Page excerpt
......

ORDER DENYING CERTIFICATE OF APPEALABILITY *
Petitioner William Davenport seeks a certificate of appealability to appeal the district court’s dismissal of his § 2254 habeas corpus petition.
Petitioner was charged with one count of first-degree murder and five counts of attempted first-degree murder. His first trial ended in a hung jury, but he was convicted of all charges in his second trial, at which the prosecution presented additional corroborating evidence that had not been introduced in his first trial. His direct appeal and state post-conviction challenges were unsuccessful.
In this federal habeas petition, Petitioner raised five claims for relief, relating to (1) the admission of DNA evidence from a glove found at the scene of the crime; (2) the admission of a bartender’s testimony that two African-American males agreed that they were “going to do this” as they left his bar at about 2 a.m., shortly before the crime occurred at a different bar located less than a block away 1 (State Tr. CD at 3282); (3) the trial court’s refusal to give two requested jury instructions; (4) the allegedly suggestive identification of Petitioner by a prosecution witness for the first time at trial; and (5) alleged ineffective assistance of counsel based on defense counsel’s failure to call an expert witness to undermine the reliability of eyewitness identification at the second trial.

......

Supplied material
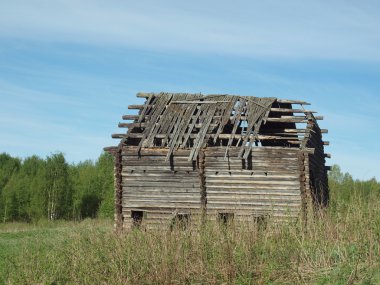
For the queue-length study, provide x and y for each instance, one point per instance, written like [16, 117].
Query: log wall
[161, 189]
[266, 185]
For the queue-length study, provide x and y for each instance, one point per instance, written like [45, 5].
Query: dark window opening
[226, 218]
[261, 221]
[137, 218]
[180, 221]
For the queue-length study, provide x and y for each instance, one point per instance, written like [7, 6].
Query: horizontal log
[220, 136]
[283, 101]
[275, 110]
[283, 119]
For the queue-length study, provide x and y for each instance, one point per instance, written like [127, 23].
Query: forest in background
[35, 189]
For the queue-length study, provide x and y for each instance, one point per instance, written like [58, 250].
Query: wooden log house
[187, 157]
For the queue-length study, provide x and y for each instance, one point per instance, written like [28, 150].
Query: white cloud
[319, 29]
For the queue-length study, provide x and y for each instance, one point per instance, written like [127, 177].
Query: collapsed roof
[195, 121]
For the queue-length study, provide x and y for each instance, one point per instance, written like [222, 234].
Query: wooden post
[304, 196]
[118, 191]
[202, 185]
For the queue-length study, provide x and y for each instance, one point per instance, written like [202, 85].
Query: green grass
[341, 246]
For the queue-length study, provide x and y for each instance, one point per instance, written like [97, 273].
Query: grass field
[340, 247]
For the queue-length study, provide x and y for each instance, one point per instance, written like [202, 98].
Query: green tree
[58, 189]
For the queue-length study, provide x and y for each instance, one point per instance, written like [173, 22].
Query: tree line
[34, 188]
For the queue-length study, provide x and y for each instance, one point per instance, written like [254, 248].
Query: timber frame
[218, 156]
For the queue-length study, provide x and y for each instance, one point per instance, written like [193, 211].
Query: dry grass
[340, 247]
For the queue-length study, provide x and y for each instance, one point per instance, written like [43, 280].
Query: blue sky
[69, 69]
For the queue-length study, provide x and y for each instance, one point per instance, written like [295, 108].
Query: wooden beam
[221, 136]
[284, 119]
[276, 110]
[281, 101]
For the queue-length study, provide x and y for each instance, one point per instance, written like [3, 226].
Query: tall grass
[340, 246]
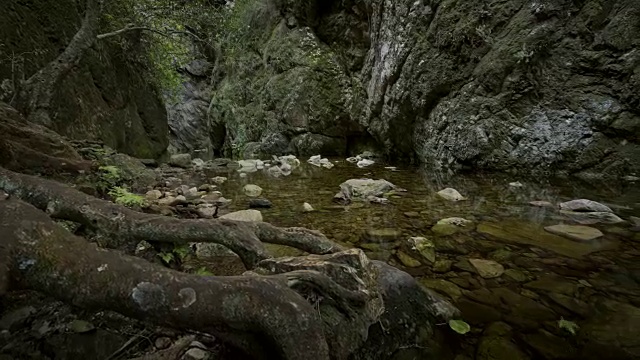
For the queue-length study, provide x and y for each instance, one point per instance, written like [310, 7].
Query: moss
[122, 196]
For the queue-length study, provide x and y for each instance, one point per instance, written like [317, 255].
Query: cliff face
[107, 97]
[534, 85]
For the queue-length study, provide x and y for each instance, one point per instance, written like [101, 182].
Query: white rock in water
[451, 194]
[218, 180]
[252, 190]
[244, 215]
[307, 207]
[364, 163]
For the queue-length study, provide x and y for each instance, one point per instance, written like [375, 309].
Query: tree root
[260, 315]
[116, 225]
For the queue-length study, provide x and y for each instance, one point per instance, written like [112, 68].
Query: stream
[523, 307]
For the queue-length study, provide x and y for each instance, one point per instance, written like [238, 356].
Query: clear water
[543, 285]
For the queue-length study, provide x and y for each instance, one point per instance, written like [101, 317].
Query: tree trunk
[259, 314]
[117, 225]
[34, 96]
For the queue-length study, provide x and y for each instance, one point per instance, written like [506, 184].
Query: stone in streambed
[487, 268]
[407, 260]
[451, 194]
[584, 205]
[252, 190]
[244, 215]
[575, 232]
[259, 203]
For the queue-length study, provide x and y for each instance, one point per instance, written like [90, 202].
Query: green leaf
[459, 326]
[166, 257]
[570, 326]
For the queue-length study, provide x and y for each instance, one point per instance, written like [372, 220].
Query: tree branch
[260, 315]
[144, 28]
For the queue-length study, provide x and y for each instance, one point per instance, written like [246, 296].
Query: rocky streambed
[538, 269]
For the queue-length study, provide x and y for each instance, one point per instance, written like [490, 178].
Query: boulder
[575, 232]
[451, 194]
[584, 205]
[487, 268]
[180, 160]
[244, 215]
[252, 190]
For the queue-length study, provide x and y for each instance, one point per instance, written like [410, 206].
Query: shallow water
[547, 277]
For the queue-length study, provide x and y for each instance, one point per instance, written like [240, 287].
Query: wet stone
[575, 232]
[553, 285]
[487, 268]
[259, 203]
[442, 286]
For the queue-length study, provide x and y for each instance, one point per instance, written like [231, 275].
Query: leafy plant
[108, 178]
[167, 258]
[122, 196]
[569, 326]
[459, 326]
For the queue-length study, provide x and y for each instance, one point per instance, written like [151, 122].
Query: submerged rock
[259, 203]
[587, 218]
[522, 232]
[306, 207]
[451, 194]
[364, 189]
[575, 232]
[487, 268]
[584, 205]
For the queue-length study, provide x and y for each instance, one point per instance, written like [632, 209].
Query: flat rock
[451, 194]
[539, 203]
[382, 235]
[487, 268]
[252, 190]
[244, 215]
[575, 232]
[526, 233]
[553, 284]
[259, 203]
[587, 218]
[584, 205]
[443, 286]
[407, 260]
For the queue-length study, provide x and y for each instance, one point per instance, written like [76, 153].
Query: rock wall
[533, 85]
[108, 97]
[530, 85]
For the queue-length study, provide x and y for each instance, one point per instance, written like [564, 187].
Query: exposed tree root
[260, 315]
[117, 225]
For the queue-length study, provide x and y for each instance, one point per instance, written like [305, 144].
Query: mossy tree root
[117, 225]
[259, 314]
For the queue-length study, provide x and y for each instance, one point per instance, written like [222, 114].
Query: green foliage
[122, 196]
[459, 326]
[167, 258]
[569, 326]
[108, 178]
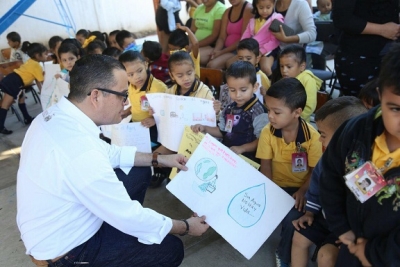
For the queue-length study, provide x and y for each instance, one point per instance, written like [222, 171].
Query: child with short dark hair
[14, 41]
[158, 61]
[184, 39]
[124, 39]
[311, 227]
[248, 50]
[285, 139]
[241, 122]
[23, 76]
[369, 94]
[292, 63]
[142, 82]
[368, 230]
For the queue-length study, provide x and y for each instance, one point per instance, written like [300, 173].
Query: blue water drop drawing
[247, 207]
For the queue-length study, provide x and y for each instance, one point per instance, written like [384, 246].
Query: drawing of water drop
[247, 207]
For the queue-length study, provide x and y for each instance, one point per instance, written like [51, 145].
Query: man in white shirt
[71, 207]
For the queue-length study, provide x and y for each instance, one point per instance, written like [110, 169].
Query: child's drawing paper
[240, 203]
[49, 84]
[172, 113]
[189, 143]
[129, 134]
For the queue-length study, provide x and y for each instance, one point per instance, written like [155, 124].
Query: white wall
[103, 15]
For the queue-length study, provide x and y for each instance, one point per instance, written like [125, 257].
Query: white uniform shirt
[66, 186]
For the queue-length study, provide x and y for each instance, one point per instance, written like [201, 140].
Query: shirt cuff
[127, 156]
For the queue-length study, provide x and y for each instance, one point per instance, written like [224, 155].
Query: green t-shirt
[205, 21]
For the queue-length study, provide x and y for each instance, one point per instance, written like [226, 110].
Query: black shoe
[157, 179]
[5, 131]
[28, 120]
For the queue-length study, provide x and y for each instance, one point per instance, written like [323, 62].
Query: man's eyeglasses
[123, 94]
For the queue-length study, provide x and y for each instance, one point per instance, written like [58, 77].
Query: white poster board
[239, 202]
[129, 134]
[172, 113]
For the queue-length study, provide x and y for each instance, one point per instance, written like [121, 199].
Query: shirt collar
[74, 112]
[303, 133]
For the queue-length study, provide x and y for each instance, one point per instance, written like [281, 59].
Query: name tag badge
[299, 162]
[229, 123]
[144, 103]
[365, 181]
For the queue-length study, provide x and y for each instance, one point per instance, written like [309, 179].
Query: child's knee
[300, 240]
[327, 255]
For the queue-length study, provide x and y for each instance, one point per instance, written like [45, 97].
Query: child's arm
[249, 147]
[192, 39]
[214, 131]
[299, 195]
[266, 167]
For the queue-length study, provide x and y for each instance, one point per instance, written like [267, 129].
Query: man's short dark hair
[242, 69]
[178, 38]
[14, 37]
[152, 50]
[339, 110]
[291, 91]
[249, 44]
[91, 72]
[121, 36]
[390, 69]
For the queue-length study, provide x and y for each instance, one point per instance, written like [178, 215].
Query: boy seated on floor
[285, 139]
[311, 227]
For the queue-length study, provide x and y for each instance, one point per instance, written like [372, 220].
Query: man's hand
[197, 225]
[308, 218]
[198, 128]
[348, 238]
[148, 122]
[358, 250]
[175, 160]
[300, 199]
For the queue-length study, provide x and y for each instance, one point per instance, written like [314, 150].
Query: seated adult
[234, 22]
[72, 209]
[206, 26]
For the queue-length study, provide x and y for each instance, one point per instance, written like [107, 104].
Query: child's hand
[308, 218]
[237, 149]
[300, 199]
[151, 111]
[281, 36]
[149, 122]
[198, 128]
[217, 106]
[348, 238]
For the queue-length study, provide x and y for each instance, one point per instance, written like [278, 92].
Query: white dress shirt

......

Your instructions
Please explain, using the court order excerpt above, what basis Petitioner gives for his claim of ineffective assistance of counsel.

Response to this task
Petitioner bases the claim on defense counsel's failure to call an expert witness at the second trial. That expert would have served to undermine the reliability of eyewitness identification.